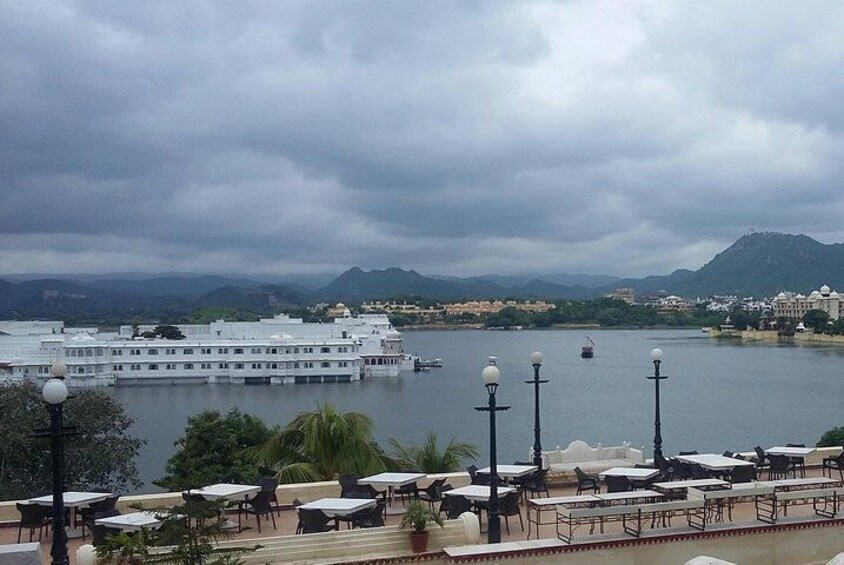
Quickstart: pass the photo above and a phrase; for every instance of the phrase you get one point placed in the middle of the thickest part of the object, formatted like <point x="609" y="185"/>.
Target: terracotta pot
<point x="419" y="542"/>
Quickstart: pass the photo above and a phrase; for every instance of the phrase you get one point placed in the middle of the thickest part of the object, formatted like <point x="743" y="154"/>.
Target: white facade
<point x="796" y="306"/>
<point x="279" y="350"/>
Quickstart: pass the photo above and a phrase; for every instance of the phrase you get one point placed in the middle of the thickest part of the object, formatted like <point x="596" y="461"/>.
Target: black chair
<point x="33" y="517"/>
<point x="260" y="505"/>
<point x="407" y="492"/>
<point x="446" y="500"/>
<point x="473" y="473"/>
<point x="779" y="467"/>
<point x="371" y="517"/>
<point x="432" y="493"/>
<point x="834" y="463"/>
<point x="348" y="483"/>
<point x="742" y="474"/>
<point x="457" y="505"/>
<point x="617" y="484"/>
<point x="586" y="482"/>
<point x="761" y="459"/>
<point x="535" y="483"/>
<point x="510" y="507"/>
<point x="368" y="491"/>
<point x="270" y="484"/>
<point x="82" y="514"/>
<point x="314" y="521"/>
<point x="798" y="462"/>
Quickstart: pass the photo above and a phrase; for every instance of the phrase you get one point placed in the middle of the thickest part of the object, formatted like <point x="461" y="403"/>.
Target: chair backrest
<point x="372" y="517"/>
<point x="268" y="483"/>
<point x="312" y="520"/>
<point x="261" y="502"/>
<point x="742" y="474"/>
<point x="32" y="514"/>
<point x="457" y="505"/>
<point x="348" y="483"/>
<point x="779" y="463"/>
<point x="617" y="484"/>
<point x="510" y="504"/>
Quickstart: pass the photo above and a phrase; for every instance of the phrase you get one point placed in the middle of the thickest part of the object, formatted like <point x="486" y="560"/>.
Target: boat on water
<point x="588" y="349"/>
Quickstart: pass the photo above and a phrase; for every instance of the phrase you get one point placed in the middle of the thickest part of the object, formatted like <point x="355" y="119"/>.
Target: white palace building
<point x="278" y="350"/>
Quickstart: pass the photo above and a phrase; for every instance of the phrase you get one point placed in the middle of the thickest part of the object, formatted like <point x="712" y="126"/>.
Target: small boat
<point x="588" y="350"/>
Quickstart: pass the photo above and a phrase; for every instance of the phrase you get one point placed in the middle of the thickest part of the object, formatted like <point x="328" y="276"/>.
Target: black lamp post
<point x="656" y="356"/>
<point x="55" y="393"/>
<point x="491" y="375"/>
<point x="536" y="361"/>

- - - - - - -

Prompt:
All of the data, minus its pictures, should be repeated exactly.

Result of the task:
Quickstart: pass the photo above and a phrase; for every instance of the phrase you get one point placed in the middle of the thickest part of the object, formatted like <point x="609" y="185"/>.
Target: terracotta pot
<point x="419" y="542"/>
Quickstart: pass the photo above and a phrase; for every instance of the phrase you get one point placed in the middle of the thickest part of the object, formatted like <point x="743" y="154"/>.
Target: white facade
<point x="796" y="306"/>
<point x="279" y="350"/>
Quickstart: pass the photo above and a phrase; for every instance of the phrase you get one point placed in the middle of the thickest part of the object, formatted like <point x="596" y="461"/>.
Target: black chair
<point x="33" y="517"/>
<point x="260" y="505"/>
<point x="407" y="492"/>
<point x="446" y="500"/>
<point x="473" y="473"/>
<point x="779" y="467"/>
<point x="371" y="517"/>
<point x="432" y="493"/>
<point x="834" y="463"/>
<point x="348" y="483"/>
<point x="742" y="474"/>
<point x="457" y="505"/>
<point x="617" y="484"/>
<point x="586" y="482"/>
<point x="761" y="459"/>
<point x="535" y="483"/>
<point x="510" y="507"/>
<point x="368" y="491"/>
<point x="270" y="484"/>
<point x="82" y="514"/>
<point x="314" y="521"/>
<point x="798" y="462"/>
Quickstart: pass the photo above and a phrase; for every instance of the phrase you get one point placed in the middle of the thickest part of the object, formatted like <point x="461" y="403"/>.
Target: chair backrest
<point x="372" y="517"/>
<point x="268" y="483"/>
<point x="312" y="520"/>
<point x="261" y="502"/>
<point x="742" y="474"/>
<point x="32" y="514"/>
<point x="457" y="505"/>
<point x="348" y="483"/>
<point x="779" y="463"/>
<point x="617" y="484"/>
<point x="510" y="504"/>
Quickstart: pass the photo above and a phrase; for every instance of the phrase you get one point placed in the middle of the thickest part of the object, formatted like <point x="486" y="560"/>.
Target: boat on water
<point x="588" y="349"/>
Quickstart: pass the photo above and a phrase; for every instance of the phrase you get one point placed in the middle of the thickest part of the object, formatted like <point x="355" y="119"/>.
Target: white palace building
<point x="278" y="350"/>
Quickstart: pass the photo above and a phrase; for every instance of the phrase you get one point placed in the middle of the thickest part of the object, formatted like <point x="712" y="126"/>.
Target: small boat
<point x="588" y="350"/>
Quickstart: pass the photo above and a phrase; for every instance of the phrase you get one point placed in the middle of the thickest part of the object, formatted like <point x="328" y="276"/>.
Target: black lamp post
<point x="656" y="356"/>
<point x="55" y="393"/>
<point x="491" y="375"/>
<point x="536" y="361"/>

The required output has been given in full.